## COMPITO DA SVOLGERE
Ripeti riga per riga tutto il materiale qui sotto senza cambiare nulla, ma lascia fuori le immagini.
+ + + +
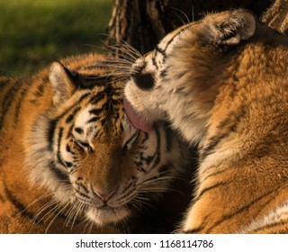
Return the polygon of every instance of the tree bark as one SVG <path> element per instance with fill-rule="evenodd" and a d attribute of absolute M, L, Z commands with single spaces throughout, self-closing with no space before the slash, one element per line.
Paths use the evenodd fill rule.
<path fill-rule="evenodd" d="M 271 28 L 288 34 L 288 0 L 276 0 L 263 15 L 262 21 Z"/>

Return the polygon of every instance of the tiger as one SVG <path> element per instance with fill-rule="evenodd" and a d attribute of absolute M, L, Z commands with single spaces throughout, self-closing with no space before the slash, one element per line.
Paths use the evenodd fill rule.
<path fill-rule="evenodd" d="M 181 172 L 166 123 L 130 122 L 116 66 L 90 52 L 0 77 L 0 233 L 126 232 Z"/>
<path fill-rule="evenodd" d="M 126 111 L 198 149 L 175 232 L 288 233 L 287 68 L 287 37 L 245 9 L 184 24 L 131 63 Z"/>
+ + + +
## SOLUZIONE
Return the polygon of every instance of the tree bark as one SVG <path> element per instance with fill-rule="evenodd" and a d attribute of absolute M, L, Z commands with single spaces throughout, self-closing with no space before the slash, one element per line.
Paths use the evenodd fill rule.
<path fill-rule="evenodd" d="M 271 28 L 288 34 L 288 0 L 276 0 L 263 15 L 262 21 Z"/>

Return the polygon of every instance of the tiger as one SVG <path> element per instance with fill-rule="evenodd" and a d attribute of absolute M, L, Z commands with single spaces throughout, self-closing with no space before the slash, one element per line.
Paths use the evenodd fill rule.
<path fill-rule="evenodd" d="M 181 172 L 166 123 L 130 122 L 116 66 L 90 52 L 0 77 L 0 233 L 126 232 Z"/>
<path fill-rule="evenodd" d="M 126 111 L 198 149 L 175 232 L 288 233 L 287 68 L 287 37 L 245 9 L 184 24 L 131 63 Z"/>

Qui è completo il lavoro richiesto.